→ **Task instructions**
Reproduce exactly the lines beginning with the line that contains "310, row 749." and ending at the final line of the material below.

================================

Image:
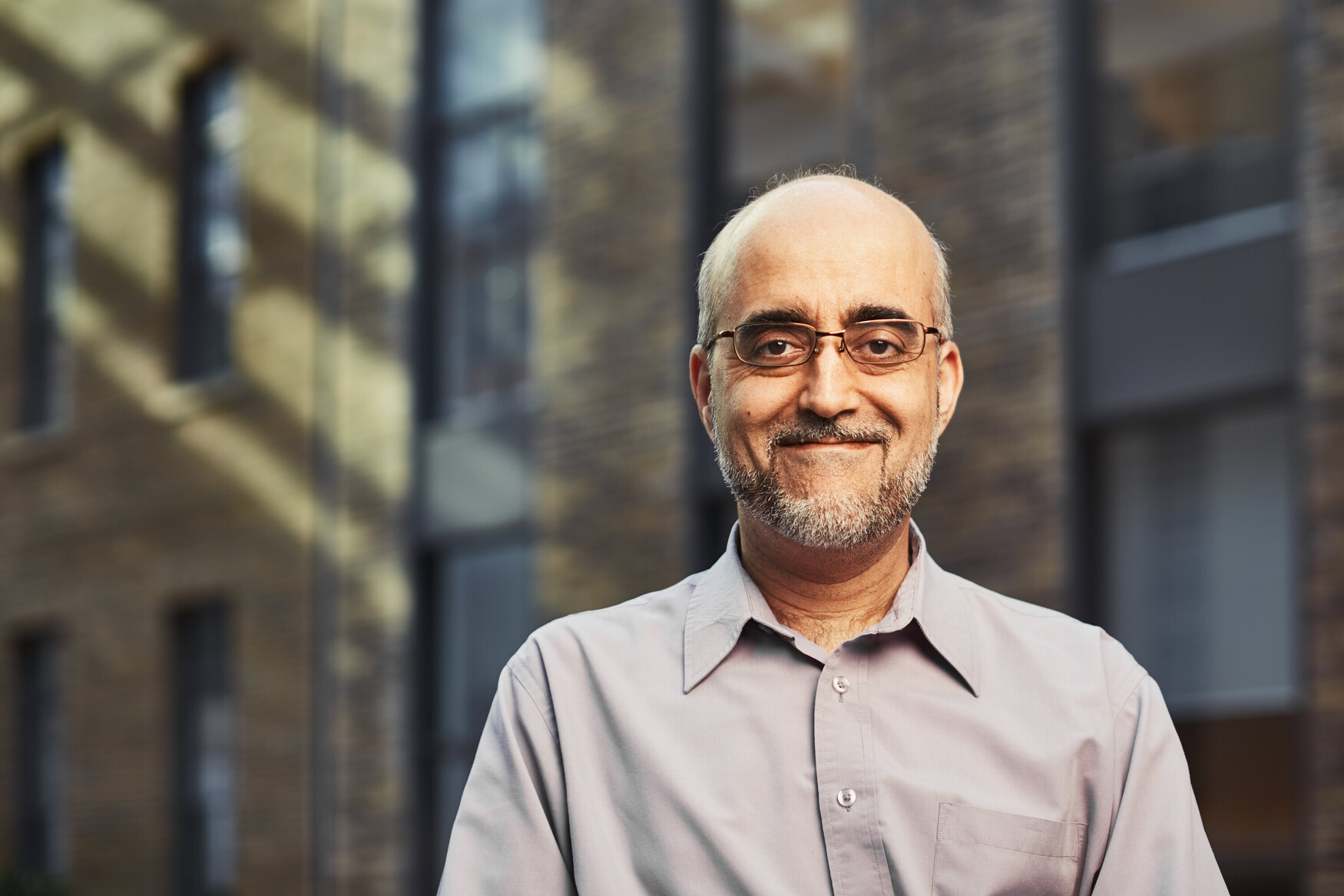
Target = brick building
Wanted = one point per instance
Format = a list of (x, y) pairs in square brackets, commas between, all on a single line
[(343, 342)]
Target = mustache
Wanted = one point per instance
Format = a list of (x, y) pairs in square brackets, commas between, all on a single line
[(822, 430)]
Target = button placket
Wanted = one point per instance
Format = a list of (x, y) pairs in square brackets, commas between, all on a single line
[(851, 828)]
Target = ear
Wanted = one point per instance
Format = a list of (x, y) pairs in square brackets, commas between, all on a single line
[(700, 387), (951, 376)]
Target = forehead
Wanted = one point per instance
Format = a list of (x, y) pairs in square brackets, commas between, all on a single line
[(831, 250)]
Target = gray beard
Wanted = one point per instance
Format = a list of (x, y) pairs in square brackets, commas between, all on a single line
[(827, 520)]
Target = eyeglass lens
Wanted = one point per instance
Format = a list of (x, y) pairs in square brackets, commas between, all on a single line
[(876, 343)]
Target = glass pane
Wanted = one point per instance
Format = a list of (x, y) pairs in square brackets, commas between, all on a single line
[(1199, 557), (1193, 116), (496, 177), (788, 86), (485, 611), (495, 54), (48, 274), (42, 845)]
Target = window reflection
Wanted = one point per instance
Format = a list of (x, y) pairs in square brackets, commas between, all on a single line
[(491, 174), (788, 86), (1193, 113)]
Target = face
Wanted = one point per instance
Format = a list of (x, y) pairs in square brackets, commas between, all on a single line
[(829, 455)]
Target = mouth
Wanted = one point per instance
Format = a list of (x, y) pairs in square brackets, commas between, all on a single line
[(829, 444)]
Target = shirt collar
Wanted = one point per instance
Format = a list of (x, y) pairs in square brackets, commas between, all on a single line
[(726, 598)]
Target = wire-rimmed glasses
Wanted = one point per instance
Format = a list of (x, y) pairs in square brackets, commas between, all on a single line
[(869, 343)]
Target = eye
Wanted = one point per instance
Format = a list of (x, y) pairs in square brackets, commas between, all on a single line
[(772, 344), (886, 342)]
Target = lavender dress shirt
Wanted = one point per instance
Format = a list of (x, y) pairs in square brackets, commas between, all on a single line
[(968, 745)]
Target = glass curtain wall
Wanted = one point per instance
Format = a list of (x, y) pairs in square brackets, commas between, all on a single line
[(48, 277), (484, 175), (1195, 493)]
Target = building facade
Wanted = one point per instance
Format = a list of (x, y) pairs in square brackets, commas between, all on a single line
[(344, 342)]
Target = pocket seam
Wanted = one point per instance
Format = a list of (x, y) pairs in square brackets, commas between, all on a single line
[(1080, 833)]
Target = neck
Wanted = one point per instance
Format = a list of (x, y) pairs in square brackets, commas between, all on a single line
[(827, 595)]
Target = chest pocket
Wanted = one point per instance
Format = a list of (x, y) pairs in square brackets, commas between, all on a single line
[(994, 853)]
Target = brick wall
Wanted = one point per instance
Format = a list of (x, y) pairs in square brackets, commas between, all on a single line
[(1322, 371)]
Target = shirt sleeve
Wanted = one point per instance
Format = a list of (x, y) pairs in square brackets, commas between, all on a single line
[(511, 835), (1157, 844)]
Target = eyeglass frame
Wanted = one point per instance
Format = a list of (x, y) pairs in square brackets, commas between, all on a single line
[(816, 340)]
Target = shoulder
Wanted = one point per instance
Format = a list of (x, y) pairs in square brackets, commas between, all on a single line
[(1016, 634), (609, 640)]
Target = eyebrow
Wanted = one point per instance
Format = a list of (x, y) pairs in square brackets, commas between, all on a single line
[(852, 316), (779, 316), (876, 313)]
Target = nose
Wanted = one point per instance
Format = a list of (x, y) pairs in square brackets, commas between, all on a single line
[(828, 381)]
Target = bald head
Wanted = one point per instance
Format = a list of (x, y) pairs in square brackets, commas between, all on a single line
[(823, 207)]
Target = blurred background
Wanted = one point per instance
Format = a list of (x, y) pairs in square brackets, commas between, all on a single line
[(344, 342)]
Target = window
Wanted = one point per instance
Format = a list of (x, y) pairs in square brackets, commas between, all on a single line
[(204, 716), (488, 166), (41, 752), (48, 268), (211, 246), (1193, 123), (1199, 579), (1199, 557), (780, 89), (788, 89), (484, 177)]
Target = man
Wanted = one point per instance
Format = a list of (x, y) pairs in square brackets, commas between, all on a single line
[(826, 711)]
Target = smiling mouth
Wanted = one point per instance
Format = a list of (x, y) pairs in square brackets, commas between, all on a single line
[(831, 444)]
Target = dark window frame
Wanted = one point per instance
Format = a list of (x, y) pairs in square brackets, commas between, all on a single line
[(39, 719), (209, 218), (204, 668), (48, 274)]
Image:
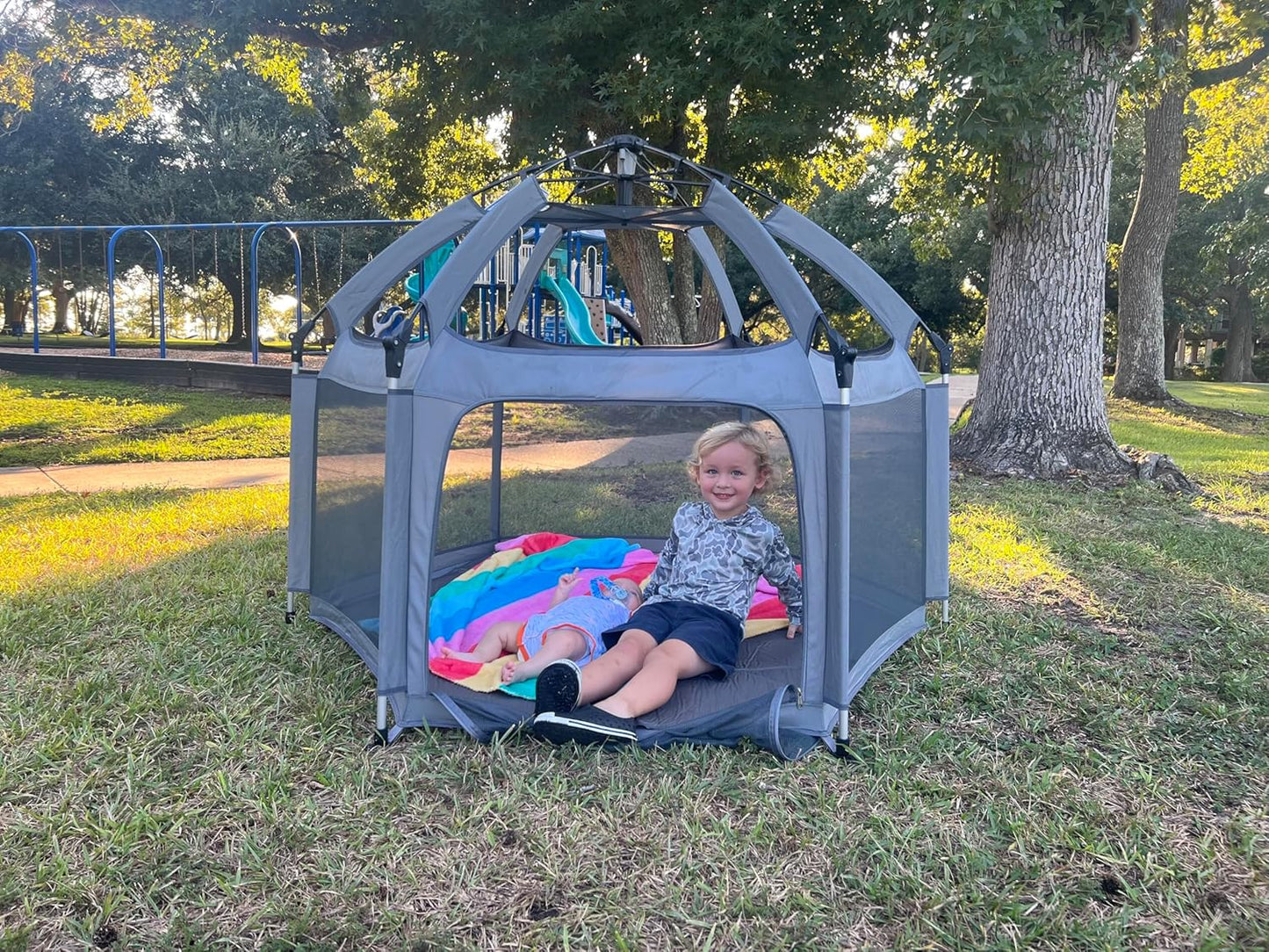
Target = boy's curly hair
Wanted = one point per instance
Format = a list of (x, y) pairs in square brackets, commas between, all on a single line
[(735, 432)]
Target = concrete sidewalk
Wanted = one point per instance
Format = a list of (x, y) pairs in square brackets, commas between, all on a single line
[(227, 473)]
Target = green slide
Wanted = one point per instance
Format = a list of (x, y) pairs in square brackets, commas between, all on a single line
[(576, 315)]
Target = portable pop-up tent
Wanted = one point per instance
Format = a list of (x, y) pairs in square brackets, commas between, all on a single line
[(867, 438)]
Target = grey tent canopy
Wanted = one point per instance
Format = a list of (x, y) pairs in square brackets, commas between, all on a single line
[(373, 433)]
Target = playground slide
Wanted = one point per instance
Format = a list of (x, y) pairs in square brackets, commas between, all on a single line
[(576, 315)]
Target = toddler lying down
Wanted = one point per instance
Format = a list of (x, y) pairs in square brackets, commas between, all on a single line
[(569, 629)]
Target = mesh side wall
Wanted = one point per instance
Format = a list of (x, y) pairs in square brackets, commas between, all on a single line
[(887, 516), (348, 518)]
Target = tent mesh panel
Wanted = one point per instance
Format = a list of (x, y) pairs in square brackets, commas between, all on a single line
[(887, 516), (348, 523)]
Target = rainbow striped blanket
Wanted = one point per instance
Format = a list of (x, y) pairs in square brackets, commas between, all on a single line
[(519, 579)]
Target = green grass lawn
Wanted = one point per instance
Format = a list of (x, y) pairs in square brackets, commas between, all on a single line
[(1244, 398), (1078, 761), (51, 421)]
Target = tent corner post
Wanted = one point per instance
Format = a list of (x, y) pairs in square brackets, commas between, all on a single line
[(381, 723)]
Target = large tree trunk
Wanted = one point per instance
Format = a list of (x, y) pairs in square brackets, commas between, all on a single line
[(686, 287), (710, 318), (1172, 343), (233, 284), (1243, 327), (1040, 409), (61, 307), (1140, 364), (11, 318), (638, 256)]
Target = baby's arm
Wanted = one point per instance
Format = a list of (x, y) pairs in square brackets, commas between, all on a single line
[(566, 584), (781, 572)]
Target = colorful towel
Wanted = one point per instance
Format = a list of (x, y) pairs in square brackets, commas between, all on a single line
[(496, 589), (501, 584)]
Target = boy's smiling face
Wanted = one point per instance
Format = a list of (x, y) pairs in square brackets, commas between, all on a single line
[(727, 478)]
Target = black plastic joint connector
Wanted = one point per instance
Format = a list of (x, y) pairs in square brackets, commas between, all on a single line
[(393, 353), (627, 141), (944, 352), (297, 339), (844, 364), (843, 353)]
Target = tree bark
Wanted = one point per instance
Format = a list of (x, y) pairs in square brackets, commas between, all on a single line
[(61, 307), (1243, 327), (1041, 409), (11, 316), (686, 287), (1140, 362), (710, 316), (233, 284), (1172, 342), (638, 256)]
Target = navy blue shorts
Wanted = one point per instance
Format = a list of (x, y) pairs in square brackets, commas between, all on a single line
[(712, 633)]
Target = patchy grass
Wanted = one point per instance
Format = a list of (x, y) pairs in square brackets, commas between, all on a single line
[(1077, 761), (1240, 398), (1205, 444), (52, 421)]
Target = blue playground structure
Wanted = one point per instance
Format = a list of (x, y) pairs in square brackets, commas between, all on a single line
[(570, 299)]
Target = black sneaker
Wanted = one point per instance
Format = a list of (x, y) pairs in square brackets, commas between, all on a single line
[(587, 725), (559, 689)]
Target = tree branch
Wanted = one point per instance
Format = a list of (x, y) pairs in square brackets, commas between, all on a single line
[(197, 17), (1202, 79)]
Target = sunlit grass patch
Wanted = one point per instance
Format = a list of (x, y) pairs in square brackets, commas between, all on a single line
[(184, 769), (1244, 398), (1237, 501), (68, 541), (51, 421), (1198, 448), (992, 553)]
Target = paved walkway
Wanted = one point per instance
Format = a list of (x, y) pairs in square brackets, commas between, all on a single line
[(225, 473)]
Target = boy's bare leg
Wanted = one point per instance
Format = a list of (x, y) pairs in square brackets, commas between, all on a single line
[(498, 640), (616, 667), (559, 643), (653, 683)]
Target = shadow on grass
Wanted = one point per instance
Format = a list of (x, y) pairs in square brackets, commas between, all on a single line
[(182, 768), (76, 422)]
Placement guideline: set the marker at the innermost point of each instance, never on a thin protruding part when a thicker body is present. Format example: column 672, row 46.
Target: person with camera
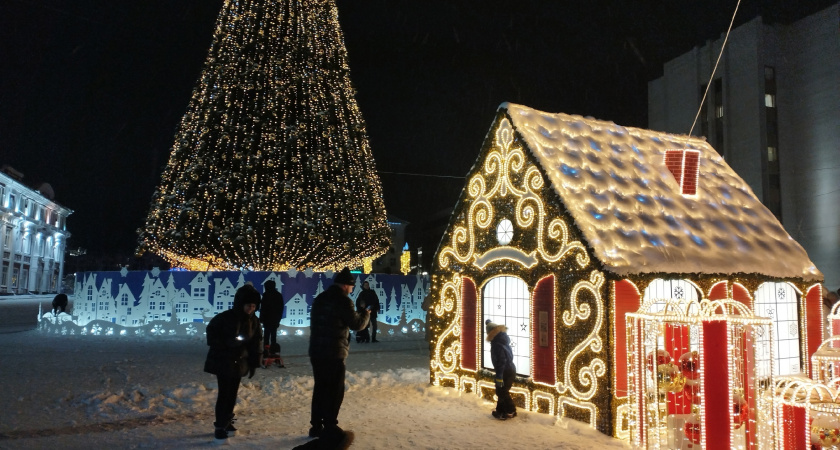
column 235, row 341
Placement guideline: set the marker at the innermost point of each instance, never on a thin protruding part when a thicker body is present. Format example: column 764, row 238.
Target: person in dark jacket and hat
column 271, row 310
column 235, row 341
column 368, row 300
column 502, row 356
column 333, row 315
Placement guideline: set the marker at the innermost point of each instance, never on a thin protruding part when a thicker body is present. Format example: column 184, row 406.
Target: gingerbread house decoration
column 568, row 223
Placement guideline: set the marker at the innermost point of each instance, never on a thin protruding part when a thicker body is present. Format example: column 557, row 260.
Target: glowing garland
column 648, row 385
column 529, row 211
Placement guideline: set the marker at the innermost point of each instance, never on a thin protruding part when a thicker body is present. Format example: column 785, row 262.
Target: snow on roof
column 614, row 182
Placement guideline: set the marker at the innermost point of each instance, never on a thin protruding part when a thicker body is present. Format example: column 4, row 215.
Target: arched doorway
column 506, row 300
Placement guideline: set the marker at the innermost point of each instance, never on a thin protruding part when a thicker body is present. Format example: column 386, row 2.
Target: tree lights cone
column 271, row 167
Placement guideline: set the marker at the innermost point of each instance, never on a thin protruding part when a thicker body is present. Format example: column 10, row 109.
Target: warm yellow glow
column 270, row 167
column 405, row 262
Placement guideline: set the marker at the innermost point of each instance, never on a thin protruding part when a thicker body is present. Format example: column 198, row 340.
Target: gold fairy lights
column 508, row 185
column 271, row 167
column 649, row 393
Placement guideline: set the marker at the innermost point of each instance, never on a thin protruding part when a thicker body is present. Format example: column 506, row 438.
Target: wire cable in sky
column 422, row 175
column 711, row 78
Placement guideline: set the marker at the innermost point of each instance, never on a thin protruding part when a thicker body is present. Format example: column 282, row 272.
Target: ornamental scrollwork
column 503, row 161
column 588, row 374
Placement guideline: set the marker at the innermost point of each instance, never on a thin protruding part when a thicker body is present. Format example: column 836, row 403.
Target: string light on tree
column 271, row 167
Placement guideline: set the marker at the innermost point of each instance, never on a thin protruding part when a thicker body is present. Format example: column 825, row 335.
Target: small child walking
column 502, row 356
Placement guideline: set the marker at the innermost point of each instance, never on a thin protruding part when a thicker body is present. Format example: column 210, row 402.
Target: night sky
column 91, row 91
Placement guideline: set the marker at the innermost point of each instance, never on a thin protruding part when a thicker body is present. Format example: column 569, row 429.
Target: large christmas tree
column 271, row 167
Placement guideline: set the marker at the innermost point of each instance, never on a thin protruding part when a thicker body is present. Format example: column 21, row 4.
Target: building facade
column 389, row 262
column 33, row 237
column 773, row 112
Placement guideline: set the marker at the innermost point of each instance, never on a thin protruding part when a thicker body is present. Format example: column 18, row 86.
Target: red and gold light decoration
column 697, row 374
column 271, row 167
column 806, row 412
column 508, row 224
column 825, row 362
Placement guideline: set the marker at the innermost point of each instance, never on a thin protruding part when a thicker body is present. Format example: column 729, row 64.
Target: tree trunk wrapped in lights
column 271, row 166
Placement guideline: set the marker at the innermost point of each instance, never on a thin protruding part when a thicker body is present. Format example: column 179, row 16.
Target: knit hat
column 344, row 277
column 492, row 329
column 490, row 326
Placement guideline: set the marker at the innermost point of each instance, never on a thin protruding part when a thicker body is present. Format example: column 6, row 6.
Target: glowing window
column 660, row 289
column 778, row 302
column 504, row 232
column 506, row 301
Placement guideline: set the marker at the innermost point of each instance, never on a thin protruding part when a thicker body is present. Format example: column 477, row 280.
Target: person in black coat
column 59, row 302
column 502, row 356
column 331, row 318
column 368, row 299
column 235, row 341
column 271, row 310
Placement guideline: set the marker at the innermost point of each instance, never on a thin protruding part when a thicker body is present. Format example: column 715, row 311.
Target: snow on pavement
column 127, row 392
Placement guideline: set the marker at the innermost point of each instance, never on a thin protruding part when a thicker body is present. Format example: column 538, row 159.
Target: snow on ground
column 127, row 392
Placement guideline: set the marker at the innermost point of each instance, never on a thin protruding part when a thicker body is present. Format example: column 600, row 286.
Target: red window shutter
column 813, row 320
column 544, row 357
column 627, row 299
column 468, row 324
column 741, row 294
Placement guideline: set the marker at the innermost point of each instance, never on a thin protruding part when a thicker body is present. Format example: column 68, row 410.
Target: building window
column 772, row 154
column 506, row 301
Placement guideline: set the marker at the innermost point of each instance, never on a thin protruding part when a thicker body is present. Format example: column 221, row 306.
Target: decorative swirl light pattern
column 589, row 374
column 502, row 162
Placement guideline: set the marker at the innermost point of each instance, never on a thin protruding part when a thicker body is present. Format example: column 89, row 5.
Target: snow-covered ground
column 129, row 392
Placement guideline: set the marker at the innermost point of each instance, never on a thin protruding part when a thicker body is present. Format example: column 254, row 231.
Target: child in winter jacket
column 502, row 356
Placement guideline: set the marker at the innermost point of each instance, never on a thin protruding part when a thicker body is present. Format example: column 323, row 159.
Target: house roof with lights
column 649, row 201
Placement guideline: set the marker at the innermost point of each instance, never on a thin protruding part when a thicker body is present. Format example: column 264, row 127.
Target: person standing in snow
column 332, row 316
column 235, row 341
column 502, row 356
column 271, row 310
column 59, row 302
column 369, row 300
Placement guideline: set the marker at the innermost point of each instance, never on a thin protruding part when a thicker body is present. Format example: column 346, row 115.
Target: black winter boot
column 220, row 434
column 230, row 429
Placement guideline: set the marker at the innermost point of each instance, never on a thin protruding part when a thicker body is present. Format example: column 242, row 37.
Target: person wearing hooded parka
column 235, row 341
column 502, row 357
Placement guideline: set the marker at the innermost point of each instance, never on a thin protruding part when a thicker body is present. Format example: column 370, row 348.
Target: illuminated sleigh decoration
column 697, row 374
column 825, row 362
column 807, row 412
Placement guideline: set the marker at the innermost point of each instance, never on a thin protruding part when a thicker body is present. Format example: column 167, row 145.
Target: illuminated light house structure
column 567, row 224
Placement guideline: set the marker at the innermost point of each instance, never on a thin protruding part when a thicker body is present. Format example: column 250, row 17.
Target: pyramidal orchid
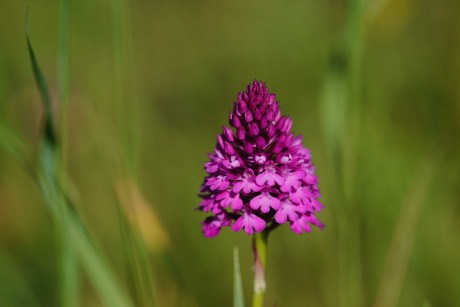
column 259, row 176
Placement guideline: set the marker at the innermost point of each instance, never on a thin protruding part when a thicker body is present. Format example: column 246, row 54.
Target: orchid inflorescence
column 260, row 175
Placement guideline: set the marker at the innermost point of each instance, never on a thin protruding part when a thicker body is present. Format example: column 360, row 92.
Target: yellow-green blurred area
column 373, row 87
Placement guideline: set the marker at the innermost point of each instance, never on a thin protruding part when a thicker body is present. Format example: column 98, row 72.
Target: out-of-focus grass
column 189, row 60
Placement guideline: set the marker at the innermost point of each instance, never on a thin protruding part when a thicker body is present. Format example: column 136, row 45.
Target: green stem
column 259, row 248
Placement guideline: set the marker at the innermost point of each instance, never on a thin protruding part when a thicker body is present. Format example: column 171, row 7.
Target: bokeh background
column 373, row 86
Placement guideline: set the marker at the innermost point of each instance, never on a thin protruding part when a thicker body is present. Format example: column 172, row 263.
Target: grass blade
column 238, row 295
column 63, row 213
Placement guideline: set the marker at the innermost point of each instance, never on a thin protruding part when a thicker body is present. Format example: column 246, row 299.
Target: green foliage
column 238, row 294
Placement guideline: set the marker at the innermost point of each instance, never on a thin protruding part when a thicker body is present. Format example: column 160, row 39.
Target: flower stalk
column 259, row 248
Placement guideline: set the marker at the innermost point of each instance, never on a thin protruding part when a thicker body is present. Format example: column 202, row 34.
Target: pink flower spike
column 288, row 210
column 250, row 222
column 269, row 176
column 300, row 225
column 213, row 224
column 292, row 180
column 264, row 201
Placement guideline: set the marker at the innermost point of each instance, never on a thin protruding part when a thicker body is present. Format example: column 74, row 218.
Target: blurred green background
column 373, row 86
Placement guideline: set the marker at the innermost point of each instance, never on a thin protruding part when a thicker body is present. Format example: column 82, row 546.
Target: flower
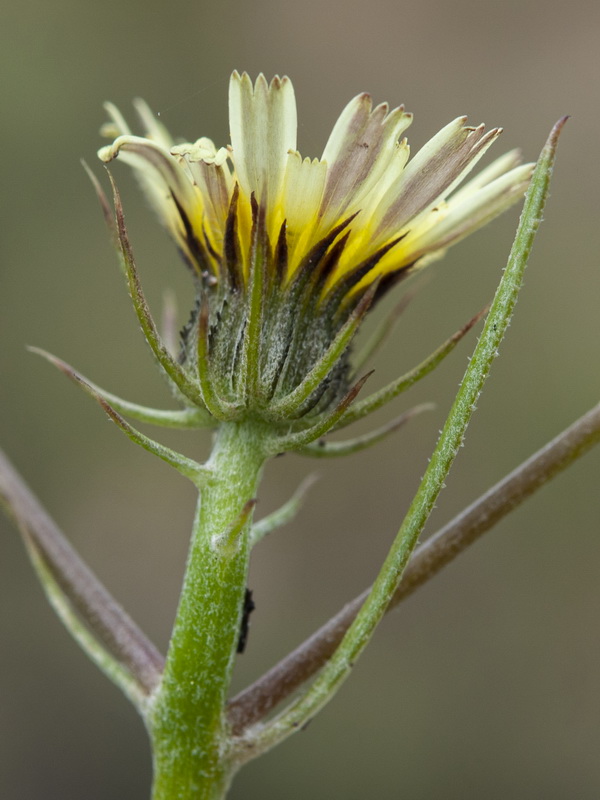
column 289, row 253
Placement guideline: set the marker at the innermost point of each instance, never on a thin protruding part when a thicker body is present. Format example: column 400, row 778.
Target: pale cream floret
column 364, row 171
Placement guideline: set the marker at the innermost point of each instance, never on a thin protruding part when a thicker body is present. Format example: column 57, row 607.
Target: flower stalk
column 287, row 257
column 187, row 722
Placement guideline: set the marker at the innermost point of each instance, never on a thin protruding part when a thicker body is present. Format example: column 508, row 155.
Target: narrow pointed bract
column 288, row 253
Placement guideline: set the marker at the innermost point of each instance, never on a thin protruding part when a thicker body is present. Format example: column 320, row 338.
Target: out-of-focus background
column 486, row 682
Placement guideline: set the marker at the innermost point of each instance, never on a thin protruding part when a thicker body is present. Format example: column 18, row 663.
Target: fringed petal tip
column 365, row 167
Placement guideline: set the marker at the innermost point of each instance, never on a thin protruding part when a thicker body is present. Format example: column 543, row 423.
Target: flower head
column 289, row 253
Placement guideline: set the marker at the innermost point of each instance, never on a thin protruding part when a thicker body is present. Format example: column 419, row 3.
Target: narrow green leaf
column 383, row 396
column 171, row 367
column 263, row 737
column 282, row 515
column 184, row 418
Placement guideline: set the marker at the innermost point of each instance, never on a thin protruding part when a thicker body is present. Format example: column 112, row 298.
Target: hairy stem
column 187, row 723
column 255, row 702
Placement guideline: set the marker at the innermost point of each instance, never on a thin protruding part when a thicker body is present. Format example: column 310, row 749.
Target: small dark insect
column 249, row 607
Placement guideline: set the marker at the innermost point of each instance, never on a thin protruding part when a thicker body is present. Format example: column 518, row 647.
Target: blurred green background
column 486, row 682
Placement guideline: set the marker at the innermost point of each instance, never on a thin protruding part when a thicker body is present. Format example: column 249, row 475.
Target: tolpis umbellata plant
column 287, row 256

================================

→ **Answer to the problem**
Placement guideline: set the marker at the innermost point of each instance, never on a thin protruding part when a thicker body is present. Format example: column 310, row 749.
Target: small dark insect
column 249, row 607
Placement guideline: set the marker at the innermost point of each instance, never on a thin protruding part when a thicker body is present. Format example: column 518, row 647.
Target: blurred green background
column 486, row 682
Placement guideline: set the marker at the innermost point of each instance, never on a thin protruding part when a thicker body is present. Format example: column 249, row 475.
Target: tolpis umbellata plant
column 287, row 256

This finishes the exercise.